Ortofon's Re-tooled 12" AS-309R Tonearm

a well-established design gets a major update

Ortofon has long marketed a tonearm made in Japan to its specifications. For the recently introduced 12" AS-309R, the latest revision to Ortofon's tonearm, Ortofon provides few specifics other than "130 redesigned components.... crafted with unparalleled mechanical precision and advanced engineering". The company doesn't divulge what any of those parts are, or how and why they were redesigned.

The additional 'boilerplate" marketing lingo boasts, "Our skilled artisans meticulously hand assemble, adjust, and review every component of each tonearm, ensuring unmatched quality and performance. This meticulous artisanship optimizes every aspect of the tonearm, capturing the subtle nuances of your music like never before."

▸ Exercise details: Quote the Ortofon tonearm article word for word, everything from "a well-established design" down to "they were redesigned.". The listing that follows comes from a separate source, not from the tonearm article.

▸ Supplied material:

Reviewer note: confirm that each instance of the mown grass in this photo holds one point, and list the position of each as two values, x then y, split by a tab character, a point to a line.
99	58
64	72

▸ Written answer:
a well-established design gets a major update

Ortofon has long marketed a tonearm made in Japan to its specifications. For the recently introduced 12" AS-309R, the latest revision to Ortofon's tonearm, Ortofon provides few specifics other than "130 redesigned components.... crafted with unparalleled mechanical precision and advanced engineering". The company doesn't divulge what any of those parts are, or how and why they were redesigned.